During testing, the entire fully trained model is used, and no nodes dropped, so we have a much better trained model. 

We will be using a method called Inverted Dropout to achieve dropout Regularization.

### 1.1 Implementation of Dropout: Inverted Dropout

Consider the $l^{th}$ layer $L^{[l]}$ in the training sequence. The task is to effectively Zero out random features or activities in this Layer. For this, we will use a **Dropout** vector, denoted by $d^{[l]}$ 

The vector $d^{[l]}$ consists of 0s and 1s, with the probability of any element being 1, given by $p_{keep}^{[l]}$ and having the same shape as $a^{[l]}$

> Exercise: Create the required dropout vector, with the shape same as $a^{[l]}$, and with probability of any element being 0.7
Hint: Use np.random.rand and the astype('float') method

In [None]:
a_l = np.random.randn(7, 6) * 0.01
keep_prob = 0.7

d_l = np.ones((7,6))
d_1 = d_1*keep_prob

This, $d^{[l]}$ vector is multiplied with $a^{[l]}$, elementwise. Now, to maintain the same 'size' of the feature vector, we scale up $a^{[l]}$, by dividing by the $p_{keep}^{[l]}$

> Exercise: Perform the dropout on the feature vector a_l, and scale it up.

In [None]:
a_l *= None
a_l /= None

**Note: Only use dropout when training your model. Using dropout during testing/validation/production phase adds noise into the Results.**

### 1.2 Using Dropout to Effectively reduce Overfitting

A rule of thumb, is that to reduce overfitting, the layers with the more nodes have a lower $p_{keep}^{[l]}$. Consider you have a model with the following architecture (3, 8, 9, 7, 2, 1). 
Then you can have:
1. $p_{keep}^{[1]} = 1$
1. $p_{keep}^{[2]} = 0.7$
1. $p_{keep}^{[3]} = 0.5$
1. $p_{keep}^{[4]} = 0.7$
1. $p_{keep}^{[5]} = 1$
1. $p_{keep}^{[6]} = 1$

The intuition behind this can be that decreasing the probability of keeping a neuron reduces the chances of overfitting the huge matrix. 

### 1.3 Disadvantages
1. Dropout fucks with cost functions. (Why?) So calculate cost keeping $p_{keep}^{[l]} = 1 \forall l \in [1, L]$

## 2. Batch Normalization

Batch Normalization is the process of Normalizing each feature of the batch, to have Mean 0 and Variance 1 and optionally changing the Mean and Variance to some other value.

- Given problem -
Extend the notes on dropout and batch normalization, picking up right after their last sentence about normalizing each feature of the batch. The listing that comes next is separate material and is not part of the dropout and batch normalization notes.

- Dataset extract -
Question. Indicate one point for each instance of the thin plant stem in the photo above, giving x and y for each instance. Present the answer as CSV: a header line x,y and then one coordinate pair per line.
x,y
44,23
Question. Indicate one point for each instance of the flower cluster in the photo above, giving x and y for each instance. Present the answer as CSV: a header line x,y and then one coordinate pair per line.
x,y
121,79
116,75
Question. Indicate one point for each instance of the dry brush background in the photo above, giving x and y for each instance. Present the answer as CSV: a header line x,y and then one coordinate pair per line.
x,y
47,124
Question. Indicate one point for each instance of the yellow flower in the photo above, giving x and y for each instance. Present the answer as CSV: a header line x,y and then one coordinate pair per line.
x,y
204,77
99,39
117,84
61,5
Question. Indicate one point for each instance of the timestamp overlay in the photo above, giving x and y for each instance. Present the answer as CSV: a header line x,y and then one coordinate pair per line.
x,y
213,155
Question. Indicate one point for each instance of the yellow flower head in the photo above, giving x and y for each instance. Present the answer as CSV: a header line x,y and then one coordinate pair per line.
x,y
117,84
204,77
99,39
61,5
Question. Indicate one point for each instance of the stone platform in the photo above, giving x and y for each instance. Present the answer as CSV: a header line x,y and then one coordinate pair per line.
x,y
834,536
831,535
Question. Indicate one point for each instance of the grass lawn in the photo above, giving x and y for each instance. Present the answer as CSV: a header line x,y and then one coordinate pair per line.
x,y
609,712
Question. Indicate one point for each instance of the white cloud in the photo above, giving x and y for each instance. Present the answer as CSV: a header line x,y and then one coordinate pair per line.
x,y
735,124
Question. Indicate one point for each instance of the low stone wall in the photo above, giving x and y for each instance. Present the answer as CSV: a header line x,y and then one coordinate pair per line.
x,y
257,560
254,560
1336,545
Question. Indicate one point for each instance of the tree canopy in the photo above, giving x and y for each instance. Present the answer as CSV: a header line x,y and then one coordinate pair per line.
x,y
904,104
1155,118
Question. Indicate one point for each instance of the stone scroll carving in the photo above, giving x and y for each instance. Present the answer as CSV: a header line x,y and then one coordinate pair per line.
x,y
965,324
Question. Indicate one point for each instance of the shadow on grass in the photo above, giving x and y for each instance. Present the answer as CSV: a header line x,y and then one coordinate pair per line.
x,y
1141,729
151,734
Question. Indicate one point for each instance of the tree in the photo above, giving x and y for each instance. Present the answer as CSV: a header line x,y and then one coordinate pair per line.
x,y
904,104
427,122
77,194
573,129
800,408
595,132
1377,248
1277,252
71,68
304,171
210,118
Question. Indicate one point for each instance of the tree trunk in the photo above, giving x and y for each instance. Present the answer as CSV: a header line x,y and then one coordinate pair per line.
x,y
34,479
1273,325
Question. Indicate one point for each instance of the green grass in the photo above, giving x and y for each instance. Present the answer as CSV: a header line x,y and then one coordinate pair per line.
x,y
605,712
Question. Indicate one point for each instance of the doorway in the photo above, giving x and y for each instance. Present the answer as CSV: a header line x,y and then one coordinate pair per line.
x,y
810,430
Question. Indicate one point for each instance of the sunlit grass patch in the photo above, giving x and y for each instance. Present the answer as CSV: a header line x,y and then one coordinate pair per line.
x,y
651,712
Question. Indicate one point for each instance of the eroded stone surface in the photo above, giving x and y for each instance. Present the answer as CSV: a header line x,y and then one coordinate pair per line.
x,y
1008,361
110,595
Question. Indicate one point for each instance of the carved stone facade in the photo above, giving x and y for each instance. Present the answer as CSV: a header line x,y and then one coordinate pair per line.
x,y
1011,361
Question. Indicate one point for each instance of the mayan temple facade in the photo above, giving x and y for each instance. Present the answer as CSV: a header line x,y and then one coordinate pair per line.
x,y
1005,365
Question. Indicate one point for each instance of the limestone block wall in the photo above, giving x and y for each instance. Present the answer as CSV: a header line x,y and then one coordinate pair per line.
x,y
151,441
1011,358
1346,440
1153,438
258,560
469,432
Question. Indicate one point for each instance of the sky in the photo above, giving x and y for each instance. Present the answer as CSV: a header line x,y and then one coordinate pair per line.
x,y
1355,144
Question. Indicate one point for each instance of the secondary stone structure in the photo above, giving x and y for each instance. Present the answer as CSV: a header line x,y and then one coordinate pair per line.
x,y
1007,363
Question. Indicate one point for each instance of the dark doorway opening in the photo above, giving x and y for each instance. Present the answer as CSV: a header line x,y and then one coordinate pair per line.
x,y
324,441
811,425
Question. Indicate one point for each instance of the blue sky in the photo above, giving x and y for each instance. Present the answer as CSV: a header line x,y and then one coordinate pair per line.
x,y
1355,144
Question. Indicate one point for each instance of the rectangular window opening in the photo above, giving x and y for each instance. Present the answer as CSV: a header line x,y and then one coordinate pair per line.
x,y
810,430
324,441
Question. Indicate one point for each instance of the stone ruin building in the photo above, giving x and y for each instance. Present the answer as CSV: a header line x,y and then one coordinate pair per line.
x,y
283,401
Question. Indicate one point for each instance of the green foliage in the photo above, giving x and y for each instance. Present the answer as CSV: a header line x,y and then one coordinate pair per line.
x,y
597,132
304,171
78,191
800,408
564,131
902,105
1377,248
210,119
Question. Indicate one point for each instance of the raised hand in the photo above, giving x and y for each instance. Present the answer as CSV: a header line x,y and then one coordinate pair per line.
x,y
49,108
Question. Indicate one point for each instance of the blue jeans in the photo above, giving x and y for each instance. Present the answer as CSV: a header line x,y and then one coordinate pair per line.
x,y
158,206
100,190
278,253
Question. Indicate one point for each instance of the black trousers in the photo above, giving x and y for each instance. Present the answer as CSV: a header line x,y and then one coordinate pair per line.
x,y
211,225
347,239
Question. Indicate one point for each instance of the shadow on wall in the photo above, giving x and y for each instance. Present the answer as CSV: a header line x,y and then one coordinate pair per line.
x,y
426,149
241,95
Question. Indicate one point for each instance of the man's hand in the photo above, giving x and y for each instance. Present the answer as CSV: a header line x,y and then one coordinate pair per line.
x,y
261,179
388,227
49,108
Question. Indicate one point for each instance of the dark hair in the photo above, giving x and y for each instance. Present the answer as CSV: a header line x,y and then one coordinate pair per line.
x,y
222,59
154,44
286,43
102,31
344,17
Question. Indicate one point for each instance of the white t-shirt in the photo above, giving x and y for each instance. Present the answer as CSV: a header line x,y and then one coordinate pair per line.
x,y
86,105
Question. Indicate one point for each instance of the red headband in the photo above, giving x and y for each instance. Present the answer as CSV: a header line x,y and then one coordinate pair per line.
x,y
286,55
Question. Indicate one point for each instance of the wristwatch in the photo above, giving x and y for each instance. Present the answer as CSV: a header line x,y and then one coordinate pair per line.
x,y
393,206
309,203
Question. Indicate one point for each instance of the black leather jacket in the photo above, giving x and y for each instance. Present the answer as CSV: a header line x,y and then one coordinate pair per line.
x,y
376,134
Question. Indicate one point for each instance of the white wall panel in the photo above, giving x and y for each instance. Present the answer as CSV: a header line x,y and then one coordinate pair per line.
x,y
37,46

- Answer to the problem -
Consider the Layer, $l$:

1. Calculating the Mean of the m training samples of each feature:

$$ \mu^{[l]} = \frac{1}{m} \sum_{i = 1}^m Z^{[l](i)} $$

1. Calculating the Variance of the m training samples of each feature:

$$ (\sigma^{[l]})^2 = \frac{1}{m} \sum_{i = 1}^m (Z^{[l](i)} -  \mu^{[l]}) $$

3. Normalize each feature of the training sample

$$ Z^{[l](i)}_{norm} = \frac{Z^{[l](i)} - \mu^{[l](i)}}{ \sigma^{[l](i)} + \epsilon } $$

4. Modify the mean and Variance of each feature (Optional, can sometimes lead to better results)

$$ \tilde Z^{[l](i)} = \gamma^{[l]} * Z^{[l](i)}_{norm} + \beta^{[l]} $$

5. Proceed with the next equations just as you would, but replace $ Z^{[l](i)} $ with $ \tilde Z^{[l](i)} $, eg:

$$ A^{[l]} = g^{[l]}(\tilde Z^{[l]}) $$

6. $\gamma^{[l]}$ and $\beta^{[l]} $ are trainable parameters, similar to $W^{[l]}$ and $b^{[l]}$. So optimize them as well. For example if you use Gradient Descent:

$$ \beta ^{[l]} = \beta^{[l]} - \alpha \frac{\partial J}{\partial \beta^{[l]}} $$



### Observations about Batch Normalization

1. Consider the primary forward pass equaion,

$$ Z^{[l]} = W^{[l]} \cdot A^{[l-1]} + b^{[l]} $$

Calculating the mean, always results in cancelling out the addition of the bias vector. Which means that it's presence is not required and can be effectively removed. 

2. $ Z^{[l]} $, $ b^{[l]} $, $ \beta^{[l]} $ and $\gamma^{[l]}$ have the same shape: $(n^{[l]}, 1)$ due to the element wise products and additions being done.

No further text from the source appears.